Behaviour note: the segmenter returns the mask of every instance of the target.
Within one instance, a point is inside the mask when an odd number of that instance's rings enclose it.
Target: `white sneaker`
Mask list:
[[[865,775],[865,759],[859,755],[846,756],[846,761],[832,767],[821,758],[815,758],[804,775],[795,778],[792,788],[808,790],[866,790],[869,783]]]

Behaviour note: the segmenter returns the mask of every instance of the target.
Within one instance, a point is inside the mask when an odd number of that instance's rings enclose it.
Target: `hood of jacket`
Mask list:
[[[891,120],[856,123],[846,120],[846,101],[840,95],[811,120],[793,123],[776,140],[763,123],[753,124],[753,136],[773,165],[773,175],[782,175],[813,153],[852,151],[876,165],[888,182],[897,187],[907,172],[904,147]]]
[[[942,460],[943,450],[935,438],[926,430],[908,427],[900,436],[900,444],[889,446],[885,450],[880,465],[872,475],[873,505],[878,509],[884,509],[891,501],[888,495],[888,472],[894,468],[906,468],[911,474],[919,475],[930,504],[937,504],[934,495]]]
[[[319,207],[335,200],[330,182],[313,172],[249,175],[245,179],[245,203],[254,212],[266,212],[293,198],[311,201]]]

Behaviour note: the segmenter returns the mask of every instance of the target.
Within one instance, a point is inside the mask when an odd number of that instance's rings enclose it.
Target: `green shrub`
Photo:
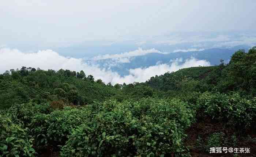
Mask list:
[[[28,126],[33,119],[33,117],[39,113],[47,114],[52,109],[47,103],[37,104],[30,102],[26,104],[14,104],[7,111],[12,120],[16,123],[21,123],[25,127]]]
[[[52,142],[64,143],[72,129],[90,120],[87,116],[91,111],[83,109],[64,107],[61,110],[56,110],[52,112],[48,118],[47,136]]]
[[[206,141],[206,150],[210,151],[211,147],[221,147],[223,146],[225,141],[225,134],[222,132],[215,133],[210,135]]]
[[[33,139],[28,135],[27,129],[0,115],[0,157],[34,156]]]
[[[255,98],[248,100],[234,92],[229,95],[217,93],[203,94],[197,101],[197,106],[204,109],[212,119],[230,121],[237,129],[250,128],[256,119]]]
[[[193,112],[178,99],[144,99],[98,105],[90,120],[73,129],[61,156],[162,156],[184,153],[184,129]],[[93,108],[91,106],[88,108]]]
[[[50,115],[42,113],[37,114],[32,118],[29,127],[30,133],[35,139],[37,146],[46,145],[48,143],[47,130],[49,124],[48,121]]]

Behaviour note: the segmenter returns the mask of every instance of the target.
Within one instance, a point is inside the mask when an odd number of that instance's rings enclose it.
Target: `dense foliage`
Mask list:
[[[63,157],[188,155],[188,136],[201,123],[221,124],[190,137],[206,153],[255,143],[256,67],[253,47],[227,64],[114,86],[82,70],[11,69],[0,75],[0,157],[49,147]]]

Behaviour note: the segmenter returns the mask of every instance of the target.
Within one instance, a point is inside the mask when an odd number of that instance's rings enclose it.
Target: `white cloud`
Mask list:
[[[147,42],[146,41],[140,41],[139,42],[138,42],[136,43],[136,45],[139,46],[141,46],[143,45],[144,45],[147,43]]]
[[[149,50],[143,50],[141,48],[139,48],[138,50],[133,51],[125,52],[118,54],[109,54],[104,55],[100,55],[95,56],[93,58],[92,60],[97,61],[107,59],[117,59],[122,58],[128,58],[130,57],[143,55],[150,53],[158,53],[162,54],[166,54],[167,53],[162,52],[155,49],[152,49]]]
[[[110,82],[115,84],[144,82],[151,76],[168,71],[199,65],[210,65],[210,62],[206,60],[199,60],[192,58],[186,60],[184,64],[181,65],[179,63],[181,60],[176,60],[170,65],[161,64],[148,68],[130,69],[129,74],[122,77],[111,70],[101,69],[97,65],[89,65],[84,62],[82,59],[65,57],[51,50],[39,51],[35,53],[24,53],[17,49],[4,48],[0,49],[0,73],[11,69],[20,68],[21,66],[39,67],[46,70],[58,70],[61,68],[76,71],[82,70],[87,75],[93,75],[95,79],[101,79],[105,83]]]
[[[177,49],[173,51],[173,52],[188,52],[191,51],[201,51],[204,50],[204,49],[188,49],[187,50]]]

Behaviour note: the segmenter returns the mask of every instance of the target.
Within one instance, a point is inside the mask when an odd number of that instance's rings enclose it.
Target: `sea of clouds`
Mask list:
[[[161,53],[154,49],[144,50],[139,49],[116,56],[98,56],[94,59],[127,58],[130,56],[150,53]],[[180,60],[180,58],[172,61],[169,64],[161,64],[159,62],[158,64],[148,67],[130,69],[128,75],[122,77],[116,72],[100,68],[96,64],[89,64],[83,58],[64,57],[51,50],[26,53],[18,49],[0,47],[0,73],[12,69],[20,68],[22,66],[39,68],[45,70],[52,69],[57,70],[60,69],[76,71],[83,70],[86,75],[91,74],[95,80],[100,79],[105,83],[110,82],[112,84],[115,84],[144,82],[152,76],[163,74],[167,72],[176,71],[180,69],[193,66],[210,65],[210,62],[206,60],[198,60],[194,58],[187,59],[182,64],[181,63]]]

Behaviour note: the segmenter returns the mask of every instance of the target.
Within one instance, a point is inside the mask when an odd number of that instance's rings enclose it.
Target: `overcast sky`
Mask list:
[[[172,32],[255,31],[255,8],[253,0],[2,0],[0,46],[63,46]]]

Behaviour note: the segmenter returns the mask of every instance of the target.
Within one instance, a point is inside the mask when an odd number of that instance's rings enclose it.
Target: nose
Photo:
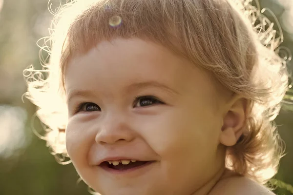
::::::
Count the lines of the records that contain the string "white", matching case exactly, and reply with only that number.

§ **Exercise result**:
2